(TEXT BLOCK Opens)

Ray Lorenzo Heffner, the 13th president of Brown University (1966–69), died Nov. 28, 2012, at Lantern Park Nursing and Rehabilitation Center in Coralville, Iowa. He was 87.
“President Heffner led this University with quiet grace during a tumultuous time in American higher education,” said Brown President Christina Paxson. “His tenure saw the development of many elements that define Brown as we know it today, including the signature Brown Curriculum.”
Heffner was born March 7, 1925, in Durham, N.C., and spent his early years in Baltimore and in Seattle. He entered Yale University on a scholarship at the age of 16, served in the U.S. Navy in the Central Pacific during World War II, then returned to Yale, where he earned his B.A., M.A., and Ph.D. degrees.
He began a forty-two year teaching career in the Department of English at Indiana University where he taught from 1954 to 1966. Although he held a number of academic administrative positions during his lifetime — vice president and dean of faculties at Indiana University, provost at The University of Iowa, and president of Brown — he preferred to be remembered as a good teacher.

(TEXT BLOCK Closes)
(DATASET RECORDS Opens)

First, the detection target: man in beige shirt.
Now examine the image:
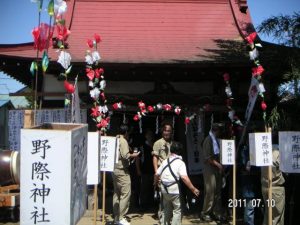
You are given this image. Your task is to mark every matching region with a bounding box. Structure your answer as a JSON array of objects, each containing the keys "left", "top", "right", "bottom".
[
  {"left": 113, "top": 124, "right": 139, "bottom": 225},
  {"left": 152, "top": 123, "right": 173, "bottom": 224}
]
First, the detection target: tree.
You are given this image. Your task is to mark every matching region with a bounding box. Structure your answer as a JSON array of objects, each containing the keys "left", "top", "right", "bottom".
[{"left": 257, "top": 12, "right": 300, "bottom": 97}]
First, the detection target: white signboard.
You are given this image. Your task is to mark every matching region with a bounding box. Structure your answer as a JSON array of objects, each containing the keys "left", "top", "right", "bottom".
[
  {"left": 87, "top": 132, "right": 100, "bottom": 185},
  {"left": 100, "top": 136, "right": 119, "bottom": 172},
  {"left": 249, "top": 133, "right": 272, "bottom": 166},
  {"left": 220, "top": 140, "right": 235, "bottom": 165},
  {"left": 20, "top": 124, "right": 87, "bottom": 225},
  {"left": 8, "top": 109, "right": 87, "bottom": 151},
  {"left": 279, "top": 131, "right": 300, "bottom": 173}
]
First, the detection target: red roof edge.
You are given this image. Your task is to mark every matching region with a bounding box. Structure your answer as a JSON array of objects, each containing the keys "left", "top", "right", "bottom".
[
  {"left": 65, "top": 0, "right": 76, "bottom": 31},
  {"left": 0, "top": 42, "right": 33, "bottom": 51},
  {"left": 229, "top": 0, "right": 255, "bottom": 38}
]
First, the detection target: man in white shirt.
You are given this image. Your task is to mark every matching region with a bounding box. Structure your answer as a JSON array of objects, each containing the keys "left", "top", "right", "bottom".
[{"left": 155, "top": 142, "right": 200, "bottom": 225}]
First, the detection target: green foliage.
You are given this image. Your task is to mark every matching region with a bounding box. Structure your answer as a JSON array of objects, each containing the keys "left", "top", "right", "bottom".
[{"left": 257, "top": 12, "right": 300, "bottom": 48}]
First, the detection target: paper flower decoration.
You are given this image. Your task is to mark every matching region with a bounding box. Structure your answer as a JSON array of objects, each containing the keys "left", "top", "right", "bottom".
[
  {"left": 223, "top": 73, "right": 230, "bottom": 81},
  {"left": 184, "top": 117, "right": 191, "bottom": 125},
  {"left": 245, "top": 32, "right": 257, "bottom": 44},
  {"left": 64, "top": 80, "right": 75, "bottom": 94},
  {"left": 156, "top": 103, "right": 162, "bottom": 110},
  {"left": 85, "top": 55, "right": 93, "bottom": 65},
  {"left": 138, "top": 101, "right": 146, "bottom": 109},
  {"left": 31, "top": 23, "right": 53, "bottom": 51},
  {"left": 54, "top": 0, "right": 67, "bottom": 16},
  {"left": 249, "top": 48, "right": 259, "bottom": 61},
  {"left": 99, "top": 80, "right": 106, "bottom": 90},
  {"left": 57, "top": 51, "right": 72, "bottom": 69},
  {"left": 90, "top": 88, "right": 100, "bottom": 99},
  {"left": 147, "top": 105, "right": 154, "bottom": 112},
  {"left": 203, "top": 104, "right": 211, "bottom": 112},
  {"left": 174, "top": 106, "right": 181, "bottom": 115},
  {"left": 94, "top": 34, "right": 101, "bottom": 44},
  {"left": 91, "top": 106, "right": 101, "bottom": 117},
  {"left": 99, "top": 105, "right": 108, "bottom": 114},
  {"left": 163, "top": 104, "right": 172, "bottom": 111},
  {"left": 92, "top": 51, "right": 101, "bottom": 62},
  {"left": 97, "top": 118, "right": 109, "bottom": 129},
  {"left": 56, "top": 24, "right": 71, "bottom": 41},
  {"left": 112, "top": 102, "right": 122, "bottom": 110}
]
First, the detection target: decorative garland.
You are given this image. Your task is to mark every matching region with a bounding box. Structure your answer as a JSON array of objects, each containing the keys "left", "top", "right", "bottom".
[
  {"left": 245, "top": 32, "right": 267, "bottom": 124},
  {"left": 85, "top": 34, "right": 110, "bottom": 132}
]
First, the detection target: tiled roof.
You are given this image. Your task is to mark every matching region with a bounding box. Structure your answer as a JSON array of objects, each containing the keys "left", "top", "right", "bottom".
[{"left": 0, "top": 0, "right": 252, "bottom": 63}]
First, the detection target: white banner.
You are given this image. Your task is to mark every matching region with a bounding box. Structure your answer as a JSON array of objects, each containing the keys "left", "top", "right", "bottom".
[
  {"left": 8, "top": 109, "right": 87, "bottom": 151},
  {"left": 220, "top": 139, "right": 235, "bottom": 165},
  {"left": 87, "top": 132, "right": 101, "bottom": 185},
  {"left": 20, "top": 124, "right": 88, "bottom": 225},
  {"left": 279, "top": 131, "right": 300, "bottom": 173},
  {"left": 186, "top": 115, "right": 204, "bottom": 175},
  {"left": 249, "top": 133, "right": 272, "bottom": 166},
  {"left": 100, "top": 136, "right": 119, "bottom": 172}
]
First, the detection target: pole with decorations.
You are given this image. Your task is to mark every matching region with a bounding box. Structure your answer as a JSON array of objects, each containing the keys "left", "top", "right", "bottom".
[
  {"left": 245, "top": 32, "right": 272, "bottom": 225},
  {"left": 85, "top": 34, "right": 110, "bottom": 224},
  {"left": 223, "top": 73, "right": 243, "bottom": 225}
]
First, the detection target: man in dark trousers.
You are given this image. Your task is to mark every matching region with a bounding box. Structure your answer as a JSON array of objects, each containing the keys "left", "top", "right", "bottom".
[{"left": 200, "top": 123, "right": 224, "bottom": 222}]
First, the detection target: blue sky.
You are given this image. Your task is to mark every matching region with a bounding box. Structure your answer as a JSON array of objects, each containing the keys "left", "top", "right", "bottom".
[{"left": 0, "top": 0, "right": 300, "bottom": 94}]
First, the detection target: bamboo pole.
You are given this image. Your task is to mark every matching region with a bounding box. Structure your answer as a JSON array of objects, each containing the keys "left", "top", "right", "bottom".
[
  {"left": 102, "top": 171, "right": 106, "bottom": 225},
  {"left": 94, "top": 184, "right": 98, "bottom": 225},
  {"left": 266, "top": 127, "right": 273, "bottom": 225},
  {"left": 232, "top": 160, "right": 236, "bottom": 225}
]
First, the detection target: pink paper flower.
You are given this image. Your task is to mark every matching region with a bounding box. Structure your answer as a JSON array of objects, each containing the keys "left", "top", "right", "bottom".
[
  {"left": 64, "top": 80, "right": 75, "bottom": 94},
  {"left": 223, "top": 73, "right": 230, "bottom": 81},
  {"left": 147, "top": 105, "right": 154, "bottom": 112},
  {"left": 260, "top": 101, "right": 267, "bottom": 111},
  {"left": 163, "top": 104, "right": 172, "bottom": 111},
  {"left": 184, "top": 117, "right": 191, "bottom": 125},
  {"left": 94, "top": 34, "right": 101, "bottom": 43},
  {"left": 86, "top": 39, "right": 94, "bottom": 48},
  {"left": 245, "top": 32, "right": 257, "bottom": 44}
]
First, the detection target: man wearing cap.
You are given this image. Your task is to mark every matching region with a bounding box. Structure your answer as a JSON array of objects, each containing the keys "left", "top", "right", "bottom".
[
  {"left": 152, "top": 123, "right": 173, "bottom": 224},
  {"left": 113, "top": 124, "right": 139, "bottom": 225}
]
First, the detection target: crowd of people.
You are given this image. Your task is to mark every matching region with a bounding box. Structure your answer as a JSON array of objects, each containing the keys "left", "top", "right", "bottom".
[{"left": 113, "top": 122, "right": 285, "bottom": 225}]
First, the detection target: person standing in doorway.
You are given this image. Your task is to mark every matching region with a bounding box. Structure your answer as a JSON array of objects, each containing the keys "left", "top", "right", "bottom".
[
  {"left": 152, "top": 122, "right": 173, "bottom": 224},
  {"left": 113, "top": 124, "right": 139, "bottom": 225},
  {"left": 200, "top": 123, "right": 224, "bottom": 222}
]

(DATASET RECORDS Closes)
(DATASET RECORDS Opens)

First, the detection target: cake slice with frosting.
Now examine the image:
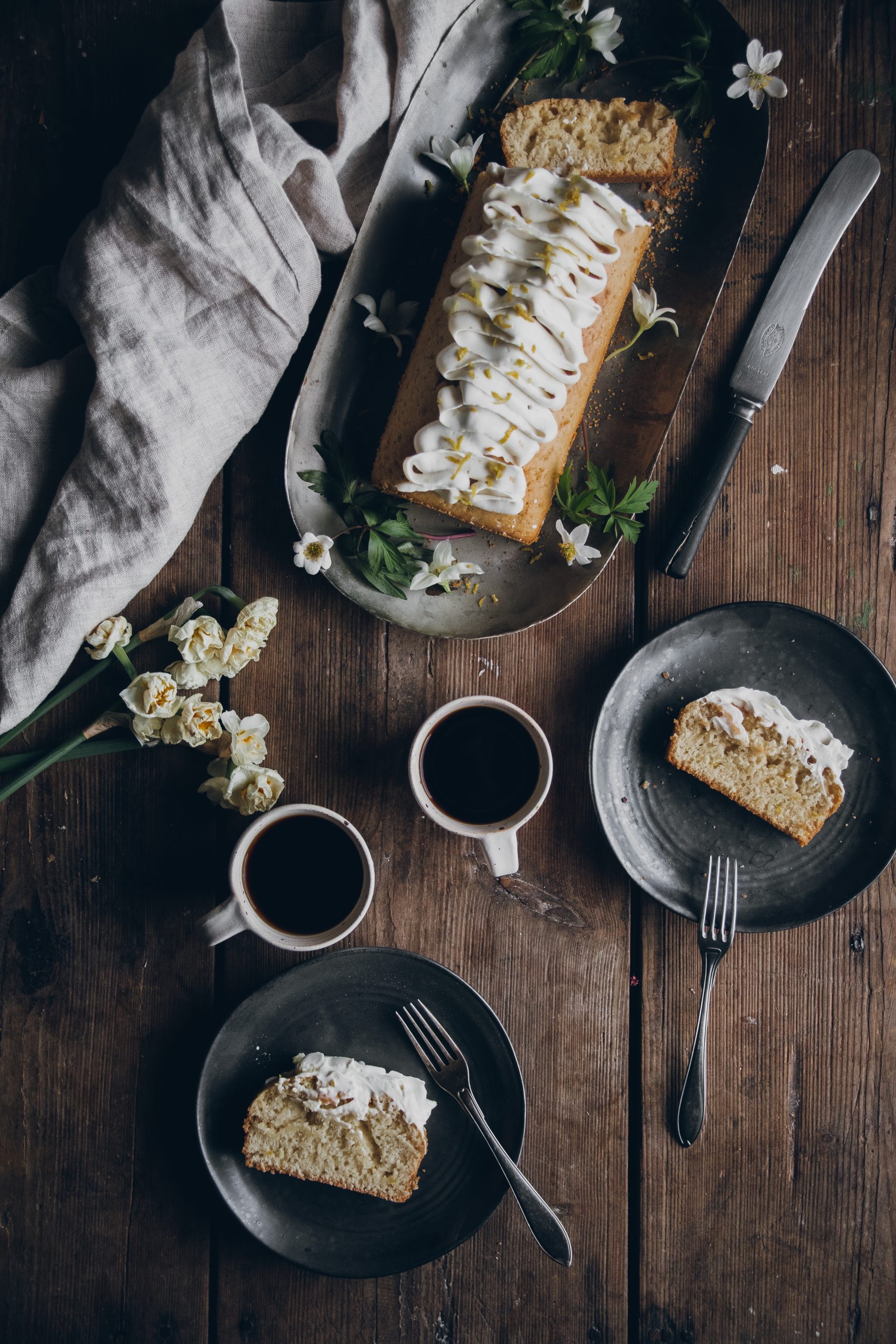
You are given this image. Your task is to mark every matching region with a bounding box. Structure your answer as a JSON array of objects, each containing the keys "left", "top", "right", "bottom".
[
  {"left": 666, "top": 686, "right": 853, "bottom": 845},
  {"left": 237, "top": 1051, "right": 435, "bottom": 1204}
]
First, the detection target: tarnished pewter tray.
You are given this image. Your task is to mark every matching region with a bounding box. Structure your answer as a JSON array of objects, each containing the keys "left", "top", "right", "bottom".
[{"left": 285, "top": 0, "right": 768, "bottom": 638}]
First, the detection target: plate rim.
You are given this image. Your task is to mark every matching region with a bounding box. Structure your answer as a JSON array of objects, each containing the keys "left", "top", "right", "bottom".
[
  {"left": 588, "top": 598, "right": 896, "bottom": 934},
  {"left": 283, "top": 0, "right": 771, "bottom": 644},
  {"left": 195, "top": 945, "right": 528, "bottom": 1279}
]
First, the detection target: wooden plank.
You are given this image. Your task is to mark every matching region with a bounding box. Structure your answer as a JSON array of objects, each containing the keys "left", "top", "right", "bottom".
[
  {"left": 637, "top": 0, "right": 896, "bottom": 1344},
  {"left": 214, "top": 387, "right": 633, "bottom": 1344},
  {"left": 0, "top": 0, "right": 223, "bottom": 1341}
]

(DATASET RECORDS Closes)
(DATASET RECORDS Opens)

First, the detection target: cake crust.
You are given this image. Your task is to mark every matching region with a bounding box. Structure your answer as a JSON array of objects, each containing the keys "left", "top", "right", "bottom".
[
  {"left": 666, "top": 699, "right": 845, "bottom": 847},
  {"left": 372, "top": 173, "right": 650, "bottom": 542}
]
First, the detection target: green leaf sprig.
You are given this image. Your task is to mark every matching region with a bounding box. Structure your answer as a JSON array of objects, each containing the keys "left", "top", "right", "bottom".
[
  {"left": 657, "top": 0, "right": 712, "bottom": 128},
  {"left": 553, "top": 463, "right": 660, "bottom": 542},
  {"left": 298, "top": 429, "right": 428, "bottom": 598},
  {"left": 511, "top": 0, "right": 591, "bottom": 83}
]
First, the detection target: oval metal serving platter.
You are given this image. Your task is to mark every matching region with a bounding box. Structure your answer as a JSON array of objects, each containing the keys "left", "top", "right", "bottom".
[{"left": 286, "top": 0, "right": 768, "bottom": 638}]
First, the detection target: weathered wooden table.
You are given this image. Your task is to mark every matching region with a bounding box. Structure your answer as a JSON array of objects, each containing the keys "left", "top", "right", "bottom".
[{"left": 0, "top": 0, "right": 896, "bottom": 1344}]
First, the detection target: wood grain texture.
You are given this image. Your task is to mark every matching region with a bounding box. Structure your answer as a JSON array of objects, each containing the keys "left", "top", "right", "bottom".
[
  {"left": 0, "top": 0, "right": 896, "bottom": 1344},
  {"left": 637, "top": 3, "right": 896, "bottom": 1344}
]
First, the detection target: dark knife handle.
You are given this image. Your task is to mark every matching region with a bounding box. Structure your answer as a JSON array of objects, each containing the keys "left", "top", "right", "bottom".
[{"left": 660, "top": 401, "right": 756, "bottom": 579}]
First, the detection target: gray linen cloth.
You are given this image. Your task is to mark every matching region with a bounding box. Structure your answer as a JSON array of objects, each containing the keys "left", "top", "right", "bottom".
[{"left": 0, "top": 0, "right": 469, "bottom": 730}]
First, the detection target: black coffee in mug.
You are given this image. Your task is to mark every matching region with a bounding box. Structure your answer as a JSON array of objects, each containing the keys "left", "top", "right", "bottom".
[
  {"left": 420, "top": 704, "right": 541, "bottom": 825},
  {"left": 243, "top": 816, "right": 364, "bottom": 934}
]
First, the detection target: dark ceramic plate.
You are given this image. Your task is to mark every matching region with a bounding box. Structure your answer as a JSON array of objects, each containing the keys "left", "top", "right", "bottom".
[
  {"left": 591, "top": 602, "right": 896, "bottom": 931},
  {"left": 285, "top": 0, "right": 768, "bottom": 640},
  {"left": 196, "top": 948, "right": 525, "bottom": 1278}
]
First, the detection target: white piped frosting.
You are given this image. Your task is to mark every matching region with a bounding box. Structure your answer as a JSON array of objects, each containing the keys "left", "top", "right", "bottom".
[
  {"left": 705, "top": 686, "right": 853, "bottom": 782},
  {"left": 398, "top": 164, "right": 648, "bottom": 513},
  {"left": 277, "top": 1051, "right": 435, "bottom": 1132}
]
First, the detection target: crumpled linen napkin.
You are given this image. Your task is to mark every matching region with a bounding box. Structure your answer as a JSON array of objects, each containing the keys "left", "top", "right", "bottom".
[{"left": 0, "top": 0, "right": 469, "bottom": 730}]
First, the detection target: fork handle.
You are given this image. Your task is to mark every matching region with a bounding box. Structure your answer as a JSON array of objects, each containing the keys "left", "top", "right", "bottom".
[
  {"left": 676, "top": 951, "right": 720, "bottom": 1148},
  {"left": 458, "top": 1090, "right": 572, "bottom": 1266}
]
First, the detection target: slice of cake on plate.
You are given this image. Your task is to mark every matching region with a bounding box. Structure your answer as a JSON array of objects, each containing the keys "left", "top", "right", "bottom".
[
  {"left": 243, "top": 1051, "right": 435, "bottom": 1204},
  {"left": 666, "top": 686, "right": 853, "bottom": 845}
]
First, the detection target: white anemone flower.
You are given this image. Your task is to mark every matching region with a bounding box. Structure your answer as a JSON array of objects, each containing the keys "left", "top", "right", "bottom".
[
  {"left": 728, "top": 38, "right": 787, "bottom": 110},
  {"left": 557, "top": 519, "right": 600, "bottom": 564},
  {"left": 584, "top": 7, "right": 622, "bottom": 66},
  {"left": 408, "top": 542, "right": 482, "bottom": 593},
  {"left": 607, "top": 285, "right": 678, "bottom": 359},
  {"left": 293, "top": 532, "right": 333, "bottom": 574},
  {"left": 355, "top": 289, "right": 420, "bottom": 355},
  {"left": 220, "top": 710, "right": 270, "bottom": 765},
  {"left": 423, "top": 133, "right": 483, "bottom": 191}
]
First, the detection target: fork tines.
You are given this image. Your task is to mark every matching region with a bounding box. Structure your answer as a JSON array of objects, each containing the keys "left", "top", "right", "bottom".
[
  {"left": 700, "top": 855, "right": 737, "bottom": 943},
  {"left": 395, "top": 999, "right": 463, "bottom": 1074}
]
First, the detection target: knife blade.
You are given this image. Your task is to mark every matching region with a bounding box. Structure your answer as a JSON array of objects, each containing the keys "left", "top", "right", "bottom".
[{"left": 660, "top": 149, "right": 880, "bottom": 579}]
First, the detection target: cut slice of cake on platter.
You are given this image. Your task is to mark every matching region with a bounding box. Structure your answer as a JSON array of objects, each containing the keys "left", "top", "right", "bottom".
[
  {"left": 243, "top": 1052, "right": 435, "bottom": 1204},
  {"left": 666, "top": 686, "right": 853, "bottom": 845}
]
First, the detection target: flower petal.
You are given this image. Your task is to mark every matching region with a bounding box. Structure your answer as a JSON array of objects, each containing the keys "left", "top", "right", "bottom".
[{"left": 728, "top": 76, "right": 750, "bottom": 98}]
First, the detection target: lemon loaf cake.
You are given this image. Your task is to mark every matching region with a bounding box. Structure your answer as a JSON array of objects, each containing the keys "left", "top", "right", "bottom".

(DATASET RECORDS Closes)

SET OF TASKS ▸
a. Please write out the Heffner passage from "Heffner was born" to "a good teacher.".
b. According to the Heffner passage, at what age did Heffner enter Yale University?

TASK RESPONSES ▸
a.
Heffner was born March 7, 1925, in Durham, N.C., and spent his early years in Baltimore and in Seattle. He entered Yale University on a scholarship at the age of 16, served in the U.S. Navy in the Central Pacific during World War II, then returned to Yale, where he earned his B.A., M.A., and Ph.D. degrees.
He began a forty-two year teaching career in the Department of English at Indiana University where he taught from 1954 to 1966. Although he held a number of academic administrative positions during his lifetime — vice president and dean of faculties at Indiana University, provost at The University of Iowa, and president of Brown — he preferred to be remembered as a good teacher.

b. He entered Yale University on a scholarship at the age of 16.